ISTRUZIONI DEL COMPITO>
Riprenda il testo sulla vita digitale degli italiani e lo prosegua subito dopo la sua ultima frase.

La transizione digitale non riguarda solo aziende ed organizzazioni, perché l’emergenza sanitaria ha spinto milioni di cittadini, prima ai margini del digitale (anche volontariamente), a ridefinire abitudini, tempi e spazi del quotidiano in questa direzione, per poter sfruttare, di fatto, gli unici servizi disponibili in lockdown (anche quelli delle pubbliche amministrazioni).
La maggior parte degli italiani riconosce l’impatto positivo del digitale, ma tante aspettative risultano ancora disattese, per la mancanza di connessioni all’altezza, ma anche di competenze. Censis, in collaborazione con Lenovo Italia, nel rapporto La Digital Life degli Italiani fotografa proprio cosa significhi in concreto la digitalizzazione per le persone: percezioni, desideri sociali, criticità.
Ad oltre sette italiani su dieci la digitalizzazione ha migliorato la qualità della vita, semplificato le attività ed il cambiamento sperimentato è diventato abitudine. Così, per il 74,4% del campione, l’uso di diversi device è oramai cosa normale (smartphone, pc, laptop, tablet, smart tv, console di gioco). E nemmeno conta ora, più di tanto, il luogo dal quale ci si connette. Vale per la quasi totalità dei giovani (93%), ma ne apprezza la possibilità anche il 71,7% degli utenti, complessivamente. Oltre al luogo, anche il tempo ora è solo relativamente una variabile significativa, con un utente su quattro che naviga spesso di notte (percentuale che sale al 40% riferita ai giovani).
La normalità sta portando tuttavia anche ad un senso di disinvoltura e sicurezza, non necessariamente da valutare positivamente. Il 69,4% degli utenti si sente sicuro quando effettua pagamenti o altre operazioni finanziarie online, ed il dato sale al 74,5% tra i laureati. E prende piede la fiducia anche per i servizi cloud per quanto riguarda la conservazione di documenti e informazioni (sfruttati da più della metà del campione con punte del 77,5% tra i dirigenti e del 63,9% tra i laureati).

MATERIALE FORNITO>
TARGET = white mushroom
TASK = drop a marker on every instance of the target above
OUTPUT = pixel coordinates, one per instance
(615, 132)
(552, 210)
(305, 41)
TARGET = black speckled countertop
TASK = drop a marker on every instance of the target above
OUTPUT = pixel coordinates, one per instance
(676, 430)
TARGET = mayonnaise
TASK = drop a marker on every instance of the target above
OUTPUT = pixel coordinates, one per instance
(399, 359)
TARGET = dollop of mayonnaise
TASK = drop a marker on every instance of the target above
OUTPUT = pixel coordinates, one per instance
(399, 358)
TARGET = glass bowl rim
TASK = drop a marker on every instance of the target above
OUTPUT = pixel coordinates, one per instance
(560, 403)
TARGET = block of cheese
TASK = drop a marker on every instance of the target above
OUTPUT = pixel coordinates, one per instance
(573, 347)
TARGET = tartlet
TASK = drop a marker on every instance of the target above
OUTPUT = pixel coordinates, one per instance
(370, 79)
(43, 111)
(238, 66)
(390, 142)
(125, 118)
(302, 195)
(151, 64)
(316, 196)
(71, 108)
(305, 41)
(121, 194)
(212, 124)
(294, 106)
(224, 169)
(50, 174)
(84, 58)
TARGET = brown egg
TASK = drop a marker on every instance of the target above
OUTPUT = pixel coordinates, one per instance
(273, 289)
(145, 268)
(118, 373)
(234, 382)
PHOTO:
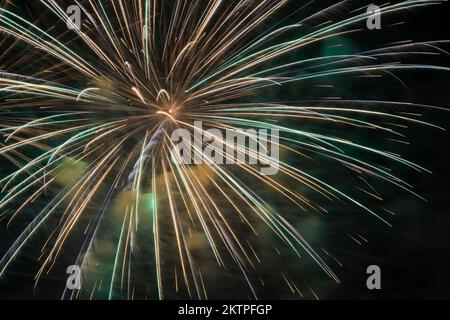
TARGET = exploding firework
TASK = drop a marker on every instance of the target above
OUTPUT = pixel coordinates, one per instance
(86, 120)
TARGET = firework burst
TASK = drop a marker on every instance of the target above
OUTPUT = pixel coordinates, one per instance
(87, 114)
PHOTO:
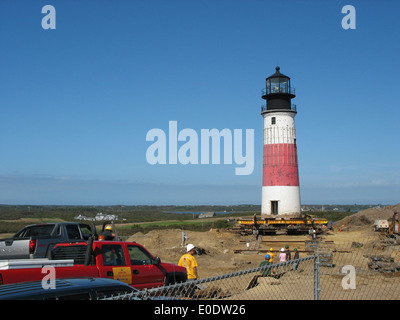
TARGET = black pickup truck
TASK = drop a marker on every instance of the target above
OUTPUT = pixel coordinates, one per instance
(37, 240)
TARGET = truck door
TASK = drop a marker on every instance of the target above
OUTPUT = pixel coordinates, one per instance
(114, 264)
(145, 274)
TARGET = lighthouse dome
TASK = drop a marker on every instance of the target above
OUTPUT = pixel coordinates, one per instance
(278, 83)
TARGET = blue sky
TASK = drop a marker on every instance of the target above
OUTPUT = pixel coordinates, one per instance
(77, 102)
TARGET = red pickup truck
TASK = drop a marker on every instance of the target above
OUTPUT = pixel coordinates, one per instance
(129, 262)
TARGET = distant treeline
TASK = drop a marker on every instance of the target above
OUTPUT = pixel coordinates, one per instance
(138, 213)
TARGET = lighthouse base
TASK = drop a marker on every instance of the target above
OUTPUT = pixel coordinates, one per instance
(280, 201)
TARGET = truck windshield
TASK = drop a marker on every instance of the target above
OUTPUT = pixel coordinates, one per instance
(113, 255)
(139, 256)
(40, 230)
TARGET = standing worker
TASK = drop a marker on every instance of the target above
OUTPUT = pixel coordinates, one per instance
(282, 256)
(266, 271)
(271, 254)
(190, 263)
(288, 254)
(296, 257)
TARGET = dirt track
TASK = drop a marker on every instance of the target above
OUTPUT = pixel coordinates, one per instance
(220, 246)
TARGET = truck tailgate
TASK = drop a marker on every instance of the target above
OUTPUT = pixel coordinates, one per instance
(14, 249)
(24, 275)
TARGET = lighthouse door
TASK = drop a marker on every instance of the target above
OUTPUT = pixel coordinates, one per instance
(274, 207)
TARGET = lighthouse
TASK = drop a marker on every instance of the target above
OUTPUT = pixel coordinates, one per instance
(280, 183)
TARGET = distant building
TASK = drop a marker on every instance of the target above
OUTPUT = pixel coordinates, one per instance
(99, 217)
(206, 215)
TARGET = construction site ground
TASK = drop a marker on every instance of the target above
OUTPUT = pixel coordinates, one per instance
(352, 240)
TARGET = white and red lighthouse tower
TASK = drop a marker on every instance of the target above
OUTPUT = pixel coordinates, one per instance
(280, 188)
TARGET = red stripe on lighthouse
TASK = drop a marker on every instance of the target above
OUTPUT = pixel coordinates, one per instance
(280, 166)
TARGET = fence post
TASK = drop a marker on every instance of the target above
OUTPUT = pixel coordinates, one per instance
(317, 288)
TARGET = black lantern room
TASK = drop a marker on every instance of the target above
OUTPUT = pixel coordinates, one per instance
(278, 93)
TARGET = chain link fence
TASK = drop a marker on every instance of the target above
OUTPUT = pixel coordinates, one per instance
(329, 271)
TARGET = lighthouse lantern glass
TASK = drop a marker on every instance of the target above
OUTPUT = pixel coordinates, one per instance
(278, 85)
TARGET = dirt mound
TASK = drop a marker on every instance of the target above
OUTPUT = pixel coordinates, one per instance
(367, 217)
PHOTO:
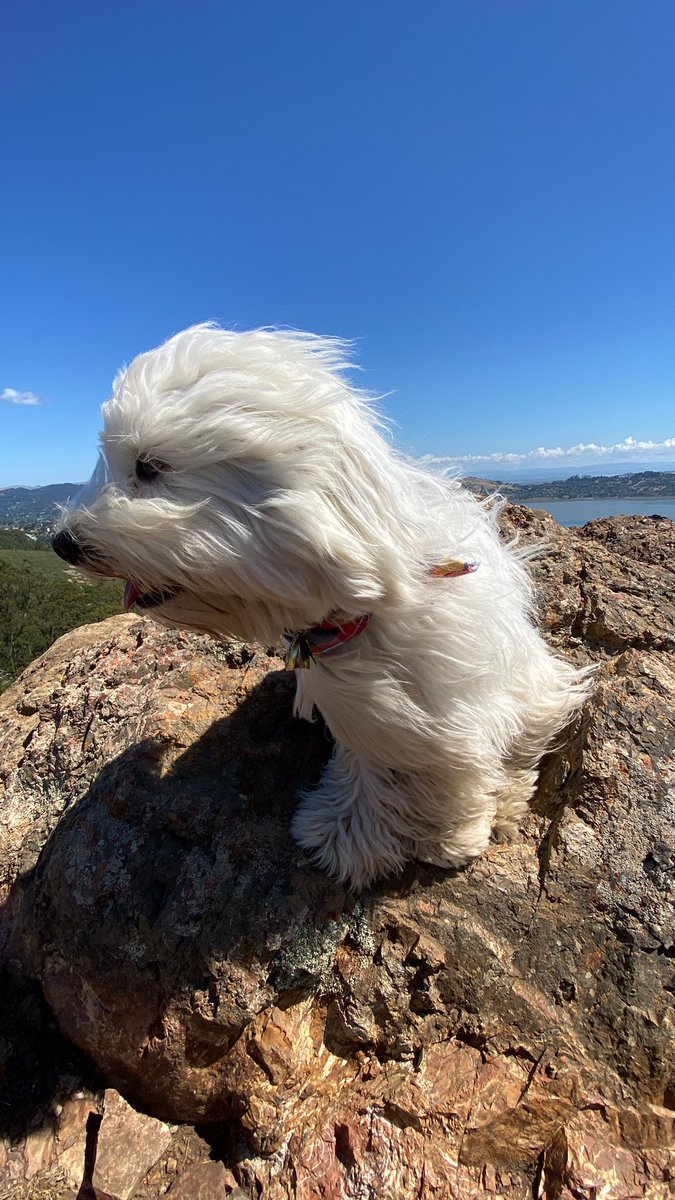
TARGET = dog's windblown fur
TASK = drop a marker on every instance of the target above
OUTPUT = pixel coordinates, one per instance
(245, 489)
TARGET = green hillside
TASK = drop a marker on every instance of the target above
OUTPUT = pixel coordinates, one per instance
(40, 599)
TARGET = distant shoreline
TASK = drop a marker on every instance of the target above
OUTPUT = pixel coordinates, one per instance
(573, 499)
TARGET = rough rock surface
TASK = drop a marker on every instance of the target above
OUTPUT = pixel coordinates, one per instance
(505, 1030)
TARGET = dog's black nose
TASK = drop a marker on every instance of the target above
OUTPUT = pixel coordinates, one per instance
(66, 546)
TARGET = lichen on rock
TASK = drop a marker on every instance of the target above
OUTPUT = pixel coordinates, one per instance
(505, 1030)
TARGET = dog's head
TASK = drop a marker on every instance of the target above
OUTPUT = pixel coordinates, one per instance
(242, 486)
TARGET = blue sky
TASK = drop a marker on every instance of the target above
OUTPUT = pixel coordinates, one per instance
(481, 193)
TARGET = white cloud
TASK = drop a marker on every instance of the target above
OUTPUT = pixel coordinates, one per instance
(19, 397)
(631, 449)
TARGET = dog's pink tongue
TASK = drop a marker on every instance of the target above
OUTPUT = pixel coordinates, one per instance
(131, 594)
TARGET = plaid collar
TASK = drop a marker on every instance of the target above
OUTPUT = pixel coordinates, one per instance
(310, 643)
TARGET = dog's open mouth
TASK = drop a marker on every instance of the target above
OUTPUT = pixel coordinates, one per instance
(132, 595)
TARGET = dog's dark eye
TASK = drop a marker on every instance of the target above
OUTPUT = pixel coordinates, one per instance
(149, 468)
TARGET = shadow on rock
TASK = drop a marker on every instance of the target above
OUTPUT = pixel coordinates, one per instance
(171, 906)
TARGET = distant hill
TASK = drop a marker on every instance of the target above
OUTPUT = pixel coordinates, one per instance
(34, 508)
(640, 485)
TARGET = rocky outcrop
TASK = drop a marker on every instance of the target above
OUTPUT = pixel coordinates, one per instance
(505, 1030)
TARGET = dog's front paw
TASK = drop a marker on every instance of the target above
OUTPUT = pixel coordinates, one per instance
(346, 841)
(460, 845)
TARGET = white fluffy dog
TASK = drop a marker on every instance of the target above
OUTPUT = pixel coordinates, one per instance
(245, 490)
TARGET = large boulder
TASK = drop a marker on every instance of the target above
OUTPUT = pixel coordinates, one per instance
(502, 1030)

LA RISPOSTA>
Il richiamo alla prudenza proposto si giustifica anche con il fatto che due terzi dei lavoratori (il 66%) utilizzano device personali per motivi di lavoro; naturale che questo accada addirittura con punte fino all’85% per i lavoratori autonomi e al 72,2% per gli occupati laureati. Un dipendente su quattro impiega invece i dispositivi aziendali per utilizzo personale (spesso questo accade con l’autorizzazione aziendale, ed i dirigenti lo fanno nel 40% dei casi): tutte le forme di Byod non gestite di fatto comportano una serie di rischi per la sicurezza e per la privacy.
E’ un punto importante anche in relazione al problema delle competenze, spesso alla base dei breach di sicurezza. Secondo Censis, sono complessivamente 24 milioni gli italiani che non si sentono a proprio agio nell’ecosistema digitale. Più di un terzo di essi trova difficoltà con le piattaforme di messaggistica istantanea (Whatsapp, Telegram, ecc.), un terzo con la posta elettronica, ed un terzo con i social network (Facebook, Instagram, ecc.); 7 milioni addirittura ancora anche con la navigazione sui siti Web, tanti quanti esprimono disagio nell’utilizzo delle piattaforme che consentono di vedere in streaming eventi sportivi, film e serie tv. Con l‘e-commerce si trovano in difficoltà 6 milioni di italiani, 5 milioni non sanno fare i pagamenti online, 4 milioni non hanno dimestichezza con l’uso delle app e delle piattaforme per le videochiamate e i meeting virtuali. E’ evidente che “l’abbuffata” di digitale legata al lockdown abbia rappresentato in tanti casi anche “il primo incontro”, con tutte le difficoltà del caso.
E’ anche questa una forma di digital divide che il Paese paga anche in relazione agli anni in cui sul digitale di fatto si “è potuto fare a meno”. E così, se da una parte i device sono comunque evoluti – e nove utenti su dieci (il 90,3%) dichiarano di possedere device in linea con le proprie esigenze e di abitazioni sufficientemente attrezzate – di fatto si contano ancora 4,3 milioni di utenti di dispositivi senza connessione o con connessioni domestiche lente o malfunzionanti (13,2 milioni). E 12,4 milioni di italiani devono condividere i propri dispositivi con i familiari, mentre 4,4 milioni li ritengono inadeguati a soddisfare i propri bisogni.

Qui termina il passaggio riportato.